WHAT YOU ARE ASKED TO DO: Reproduce every line of the listing below except the pictures. Scale each pixel coordinate in the bounding boxes by multiplying it by 0.45 and rounding to the nearest whole number, with halves rounded up.

DATA PROVIDED:
------------------------------------

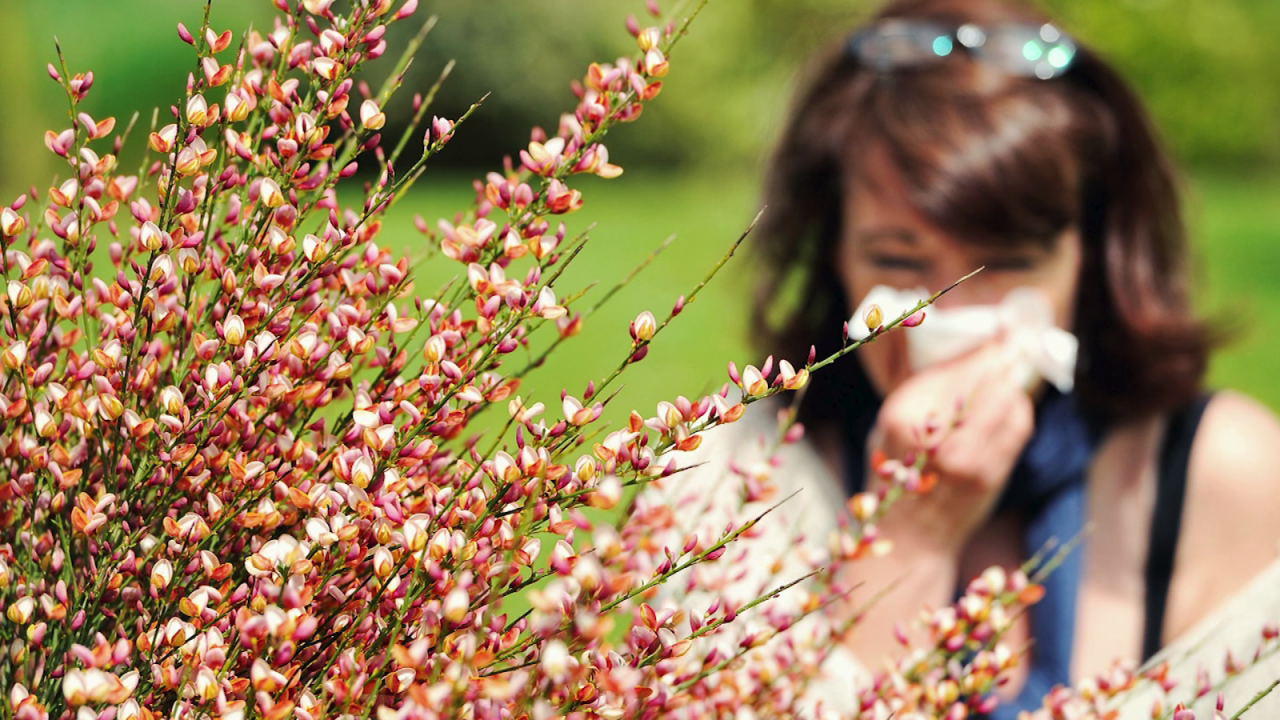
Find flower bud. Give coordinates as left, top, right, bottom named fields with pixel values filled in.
left=187, top=95, right=209, bottom=128
left=0, top=208, right=27, bottom=237
left=259, top=178, right=284, bottom=208
left=311, top=58, right=342, bottom=82
left=151, top=560, right=173, bottom=591
left=138, top=220, right=164, bottom=252
left=360, top=100, right=387, bottom=131
left=0, top=340, right=27, bottom=370
left=631, top=310, right=658, bottom=342
left=160, top=386, right=186, bottom=415
left=9, top=281, right=32, bottom=310
left=223, top=315, right=244, bottom=347
left=97, top=395, right=124, bottom=421
left=5, top=596, right=36, bottom=625
left=636, top=27, right=662, bottom=53
left=863, top=302, right=884, bottom=332
left=443, top=585, right=471, bottom=623
left=641, top=47, right=668, bottom=77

------------------------------------

RESPONSE:
Find flower bud. Give coordinates as left, top, right, bottom named fields with pixel values filled in.
left=84, top=43, right=94, bottom=58
left=0, top=94, right=12, bottom=107
left=117, top=80, right=128, bottom=94
left=140, top=26, right=154, bottom=37
left=68, top=252, right=78, bottom=266
left=62, top=99, right=74, bottom=113
left=162, top=45, right=174, bottom=59
left=0, top=153, right=12, bottom=167
left=284, top=140, right=296, bottom=154
left=72, top=174, right=84, bottom=187
left=4, top=126, right=14, bottom=140
left=100, top=142, right=110, bottom=156
left=44, top=178, right=56, bottom=189
left=2, top=268, right=16, bottom=281
left=286, top=12, right=298, bottom=24
left=388, top=136, right=398, bottom=149
left=199, top=263, right=212, bottom=280
left=288, top=21, right=301, bottom=35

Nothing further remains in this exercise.